▶ **Exercise description**: Copy every one of the records below line for line, but leave the pictures out of your copy.

▶ **Task data**:
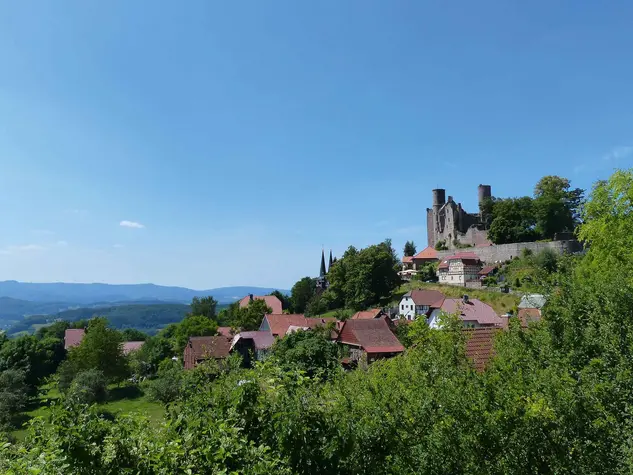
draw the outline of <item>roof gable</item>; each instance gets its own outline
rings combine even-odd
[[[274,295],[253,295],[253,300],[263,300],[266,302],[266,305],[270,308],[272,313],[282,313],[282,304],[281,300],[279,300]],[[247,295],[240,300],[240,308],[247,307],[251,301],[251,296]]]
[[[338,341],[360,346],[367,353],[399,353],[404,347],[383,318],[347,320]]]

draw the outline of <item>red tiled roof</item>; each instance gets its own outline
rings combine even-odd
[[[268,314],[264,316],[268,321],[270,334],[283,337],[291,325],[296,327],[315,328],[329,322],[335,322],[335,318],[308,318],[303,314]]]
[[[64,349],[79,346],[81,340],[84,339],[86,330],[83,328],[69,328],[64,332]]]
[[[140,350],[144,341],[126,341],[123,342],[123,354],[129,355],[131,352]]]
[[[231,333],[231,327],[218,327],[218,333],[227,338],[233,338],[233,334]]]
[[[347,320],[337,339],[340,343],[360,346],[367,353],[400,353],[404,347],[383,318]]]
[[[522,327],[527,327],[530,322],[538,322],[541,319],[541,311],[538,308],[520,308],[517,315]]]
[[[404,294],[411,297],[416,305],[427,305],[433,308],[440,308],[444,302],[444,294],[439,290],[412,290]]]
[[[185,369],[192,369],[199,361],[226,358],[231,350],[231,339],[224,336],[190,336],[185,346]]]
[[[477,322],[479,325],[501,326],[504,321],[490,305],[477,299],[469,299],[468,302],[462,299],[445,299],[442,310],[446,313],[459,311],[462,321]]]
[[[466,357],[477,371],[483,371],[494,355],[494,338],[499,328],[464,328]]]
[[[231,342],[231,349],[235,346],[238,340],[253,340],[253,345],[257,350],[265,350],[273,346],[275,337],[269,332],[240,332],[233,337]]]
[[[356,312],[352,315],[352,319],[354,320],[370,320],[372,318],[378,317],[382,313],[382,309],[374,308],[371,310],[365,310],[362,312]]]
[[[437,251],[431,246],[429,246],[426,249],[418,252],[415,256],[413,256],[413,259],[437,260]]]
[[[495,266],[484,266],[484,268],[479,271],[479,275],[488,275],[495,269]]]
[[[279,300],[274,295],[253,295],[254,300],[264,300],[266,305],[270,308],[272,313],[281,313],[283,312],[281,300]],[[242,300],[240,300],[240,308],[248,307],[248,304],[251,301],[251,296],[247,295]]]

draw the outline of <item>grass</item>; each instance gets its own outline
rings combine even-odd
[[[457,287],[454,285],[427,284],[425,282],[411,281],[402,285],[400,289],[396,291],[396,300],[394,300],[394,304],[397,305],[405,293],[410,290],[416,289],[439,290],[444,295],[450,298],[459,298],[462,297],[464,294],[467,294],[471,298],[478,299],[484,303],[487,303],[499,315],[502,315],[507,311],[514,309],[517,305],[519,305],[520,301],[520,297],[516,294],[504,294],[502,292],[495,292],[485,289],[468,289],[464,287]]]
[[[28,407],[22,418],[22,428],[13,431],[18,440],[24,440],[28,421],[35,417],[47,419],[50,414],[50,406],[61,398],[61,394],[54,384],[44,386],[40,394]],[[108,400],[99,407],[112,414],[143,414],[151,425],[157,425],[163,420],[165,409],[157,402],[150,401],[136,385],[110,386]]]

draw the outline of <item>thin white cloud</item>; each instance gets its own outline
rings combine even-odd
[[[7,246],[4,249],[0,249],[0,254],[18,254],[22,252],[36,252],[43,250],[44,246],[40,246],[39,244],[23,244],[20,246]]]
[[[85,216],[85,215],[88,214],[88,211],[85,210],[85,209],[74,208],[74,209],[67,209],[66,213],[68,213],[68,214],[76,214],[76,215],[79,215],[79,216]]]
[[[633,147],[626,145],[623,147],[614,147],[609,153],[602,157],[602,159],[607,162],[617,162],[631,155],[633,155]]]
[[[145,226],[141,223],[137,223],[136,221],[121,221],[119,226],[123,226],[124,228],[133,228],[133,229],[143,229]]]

▶ **Task result**:
draw the outline of <item>roof gable</item>; each instance gets its own outline
rings combine even-odd
[[[274,295],[253,295],[253,300],[263,300],[266,302],[266,305],[270,308],[272,313],[282,313],[282,304],[281,300],[279,300]],[[247,295],[240,300],[240,308],[247,307],[251,301],[251,296]]]
[[[338,341],[360,346],[367,353],[399,353],[404,347],[383,318],[347,320]]]

draw the outline of <item>red tiled roof</item>; each instance gets its own outline
rings combine even-odd
[[[268,314],[264,316],[268,321],[270,334],[283,337],[291,325],[296,327],[315,328],[329,322],[335,322],[335,318],[308,318],[303,314]]]
[[[64,349],[79,346],[81,340],[84,339],[86,330],[83,328],[69,328],[64,332]]]
[[[140,350],[144,341],[126,341],[123,342],[123,354],[129,355],[131,352]]]
[[[231,333],[231,327],[218,327],[218,333],[227,338],[233,338],[233,334]]]
[[[347,320],[337,339],[340,343],[360,346],[367,353],[400,353],[404,347],[383,318]]]
[[[522,327],[527,327],[530,322],[538,322],[541,319],[541,311],[538,308],[520,308],[517,315]]]
[[[404,294],[411,297],[416,305],[427,305],[433,308],[440,308],[444,302],[444,294],[439,290],[412,290]]]
[[[185,369],[192,369],[199,361],[226,358],[231,350],[231,339],[224,336],[190,336],[185,346]]]
[[[477,322],[479,325],[501,326],[504,321],[490,305],[477,299],[469,299],[468,302],[462,299],[445,299],[442,310],[446,313],[459,311],[462,321]]]
[[[466,357],[477,371],[483,371],[494,355],[494,338],[499,328],[464,328]]]
[[[231,342],[231,349],[235,346],[238,340],[253,340],[253,345],[257,350],[265,350],[273,346],[275,337],[269,332],[240,332],[233,337]]]
[[[356,312],[352,315],[352,319],[354,320],[370,320],[372,318],[378,317],[382,313],[382,309],[374,308],[371,310],[365,310],[362,312]]]
[[[437,251],[431,246],[429,246],[426,249],[418,252],[415,256],[413,256],[413,259],[437,260]]]
[[[495,266],[484,266],[484,268],[479,271],[479,275],[488,275],[495,269]]]
[[[279,300],[274,295],[253,295],[254,300],[264,300],[266,305],[270,308],[272,313],[281,313],[283,312],[281,300]],[[242,300],[240,300],[240,308],[248,307],[248,304],[251,301],[251,296],[247,295]]]

draw the outline of <item>grass</item>; each instance gets its own outline
rings combine even-odd
[[[457,287],[454,285],[427,284],[425,282],[411,281],[402,285],[400,289],[396,291],[396,300],[394,300],[394,304],[397,305],[405,293],[410,290],[416,289],[439,290],[444,295],[450,298],[459,298],[462,297],[464,294],[467,294],[471,298],[478,299],[484,303],[487,303],[499,315],[502,315],[507,311],[514,309],[517,305],[519,305],[520,301],[520,297],[516,294],[504,294],[502,292],[495,292],[485,289],[468,289],[464,287]]]
[[[28,407],[22,418],[22,428],[13,431],[18,440],[24,440],[28,421],[35,417],[47,419],[50,414],[50,406],[61,398],[61,394],[54,384],[44,386],[40,394]],[[108,400],[99,407],[112,414],[143,414],[151,425],[157,425],[163,420],[165,409],[157,402],[150,401],[136,385],[110,386]]]

draw the outline of <item>thin white cloud</item>; each instance gets its own outline
rings combine even-odd
[[[7,246],[4,249],[0,249],[0,254],[18,254],[22,252],[36,252],[43,250],[44,246],[40,246],[39,244],[23,244],[20,246]]]
[[[85,216],[85,215],[88,214],[88,211],[85,210],[85,209],[74,208],[74,209],[67,209],[66,213],[68,213],[68,214],[76,214],[76,215],[79,215],[79,216]]]
[[[633,147],[626,145],[623,147],[614,147],[609,153],[602,157],[602,159],[607,162],[617,162],[631,155],[633,155]]]
[[[145,226],[141,223],[137,223],[136,221],[121,221],[119,226],[123,226],[124,228],[133,228],[133,229],[143,229]]]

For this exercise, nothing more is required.